* WRITTEN INSTRUCTION:
Quote exactly the lines running from the line with "gray armchair, where" to the end of the entries, including both, and nothing else.

[Start of GIVEN ENTRIES]

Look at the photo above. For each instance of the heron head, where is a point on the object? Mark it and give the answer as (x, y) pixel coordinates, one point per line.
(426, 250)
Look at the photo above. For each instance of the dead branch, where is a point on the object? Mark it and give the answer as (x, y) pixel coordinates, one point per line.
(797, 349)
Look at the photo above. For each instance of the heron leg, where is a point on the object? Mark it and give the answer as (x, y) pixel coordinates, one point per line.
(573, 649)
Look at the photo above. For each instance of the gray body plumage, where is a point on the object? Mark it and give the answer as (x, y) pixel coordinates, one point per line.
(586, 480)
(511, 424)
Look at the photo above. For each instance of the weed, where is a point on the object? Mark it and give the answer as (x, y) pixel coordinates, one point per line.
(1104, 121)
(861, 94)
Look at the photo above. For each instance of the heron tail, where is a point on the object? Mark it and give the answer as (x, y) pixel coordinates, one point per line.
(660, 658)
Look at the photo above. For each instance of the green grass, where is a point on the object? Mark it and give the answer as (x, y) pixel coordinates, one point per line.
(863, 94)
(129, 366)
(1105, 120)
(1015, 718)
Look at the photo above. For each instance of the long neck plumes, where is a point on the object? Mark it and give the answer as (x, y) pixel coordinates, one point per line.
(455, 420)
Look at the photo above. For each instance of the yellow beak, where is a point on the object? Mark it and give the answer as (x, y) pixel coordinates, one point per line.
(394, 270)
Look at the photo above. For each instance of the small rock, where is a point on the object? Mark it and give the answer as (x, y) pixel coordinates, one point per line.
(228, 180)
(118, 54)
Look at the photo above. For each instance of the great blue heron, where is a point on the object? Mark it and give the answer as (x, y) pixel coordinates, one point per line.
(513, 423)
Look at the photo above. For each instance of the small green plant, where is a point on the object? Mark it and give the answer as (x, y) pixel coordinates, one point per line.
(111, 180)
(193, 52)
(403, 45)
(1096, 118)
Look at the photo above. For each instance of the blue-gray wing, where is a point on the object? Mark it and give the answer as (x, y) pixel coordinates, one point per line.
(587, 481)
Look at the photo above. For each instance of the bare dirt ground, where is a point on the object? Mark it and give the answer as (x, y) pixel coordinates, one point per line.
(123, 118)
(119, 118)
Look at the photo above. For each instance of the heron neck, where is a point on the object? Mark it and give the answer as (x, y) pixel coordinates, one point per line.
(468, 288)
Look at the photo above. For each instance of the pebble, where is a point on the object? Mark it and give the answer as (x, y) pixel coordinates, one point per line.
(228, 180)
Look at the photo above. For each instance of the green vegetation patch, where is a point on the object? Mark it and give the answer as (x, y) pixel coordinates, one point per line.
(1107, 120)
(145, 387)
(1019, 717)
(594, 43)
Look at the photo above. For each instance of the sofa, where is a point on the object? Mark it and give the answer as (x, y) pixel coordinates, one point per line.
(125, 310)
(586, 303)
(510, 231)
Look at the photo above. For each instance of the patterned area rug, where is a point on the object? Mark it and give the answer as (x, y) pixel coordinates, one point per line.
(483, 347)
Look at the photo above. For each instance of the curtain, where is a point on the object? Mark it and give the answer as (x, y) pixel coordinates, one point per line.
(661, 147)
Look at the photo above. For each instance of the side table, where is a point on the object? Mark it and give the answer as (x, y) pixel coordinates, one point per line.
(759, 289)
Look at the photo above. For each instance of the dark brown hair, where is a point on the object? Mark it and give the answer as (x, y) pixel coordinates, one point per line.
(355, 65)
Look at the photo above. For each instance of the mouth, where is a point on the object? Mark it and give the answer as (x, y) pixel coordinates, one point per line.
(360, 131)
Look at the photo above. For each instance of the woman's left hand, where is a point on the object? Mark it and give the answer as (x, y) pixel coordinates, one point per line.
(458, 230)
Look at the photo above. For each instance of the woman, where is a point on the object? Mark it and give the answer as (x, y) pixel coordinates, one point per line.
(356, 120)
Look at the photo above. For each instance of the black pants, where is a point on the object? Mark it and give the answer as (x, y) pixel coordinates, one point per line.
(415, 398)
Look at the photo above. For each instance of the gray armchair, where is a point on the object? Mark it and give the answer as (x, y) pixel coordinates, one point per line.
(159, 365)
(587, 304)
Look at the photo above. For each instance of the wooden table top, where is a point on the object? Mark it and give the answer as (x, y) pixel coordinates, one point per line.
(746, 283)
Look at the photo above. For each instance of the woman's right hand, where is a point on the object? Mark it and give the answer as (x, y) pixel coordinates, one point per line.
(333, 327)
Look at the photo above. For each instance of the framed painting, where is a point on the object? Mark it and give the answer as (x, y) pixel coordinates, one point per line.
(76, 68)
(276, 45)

[End of GIVEN ENTRIES]

* SOLUTION TO THE PROBLEM:
Look at the photo above. For each instance of the gray armchair, where is a point on the object? Mark it and give the answer as (x, y) pixel coordinates, one point per line.
(159, 365)
(587, 304)
Look at the photo above. For each instance of the wooden table top, where is a point on the object? Mark it and give the answer as (x, y) pixel coordinates, one point per line.
(746, 283)
Look at the photo above. For each instance of the woman's right hand, where is a point on the object? Mark it and give the answer as (x, y) pixel coordinates, one point per line.
(333, 327)
Look at the photo above. For each instance of the framed painting, where is a point on the object? Mark it and give the answer as (x, y) pixel coordinates, one point per line.
(76, 68)
(276, 45)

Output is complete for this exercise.